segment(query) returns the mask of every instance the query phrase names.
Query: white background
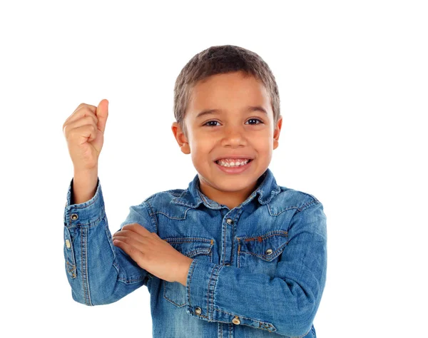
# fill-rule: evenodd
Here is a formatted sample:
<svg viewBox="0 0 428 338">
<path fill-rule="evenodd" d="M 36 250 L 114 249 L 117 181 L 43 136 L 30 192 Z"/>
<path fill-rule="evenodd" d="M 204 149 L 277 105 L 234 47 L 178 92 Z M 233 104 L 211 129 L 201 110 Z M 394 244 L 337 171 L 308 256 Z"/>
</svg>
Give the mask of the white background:
<svg viewBox="0 0 428 338">
<path fill-rule="evenodd" d="M 426 2 L 143 2 L 0 5 L 0 334 L 151 337 L 146 287 L 108 305 L 72 299 L 62 126 L 110 101 L 98 173 L 115 232 L 129 206 L 196 174 L 170 130 L 174 83 L 195 53 L 233 44 L 277 79 L 277 182 L 327 217 L 317 337 L 427 337 Z"/>
</svg>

Problem statement:
Please retype every one of the entries above character for character, leaving the pictures out.

Written answer:
segment(query) returns the mask of every instance the query phrase names.
Query: white background
# fill-rule: evenodd
Here is a formatted sample:
<svg viewBox="0 0 428 338">
<path fill-rule="evenodd" d="M 36 250 L 114 249 L 117 181 L 43 136 L 30 192 Z"/>
<path fill-rule="evenodd" d="M 204 149 L 277 105 L 234 47 L 178 92 Z M 233 104 L 211 129 L 201 110 Z M 394 244 L 337 171 L 308 256 Z"/>
</svg>
Give the mask of the white background:
<svg viewBox="0 0 428 338">
<path fill-rule="evenodd" d="M 426 2 L 143 2 L 0 5 L 0 334 L 151 337 L 146 287 L 108 305 L 72 299 L 62 126 L 110 101 L 98 173 L 115 232 L 129 206 L 196 174 L 170 130 L 174 83 L 195 53 L 233 44 L 277 79 L 277 182 L 327 217 L 317 337 L 427 337 Z"/>
</svg>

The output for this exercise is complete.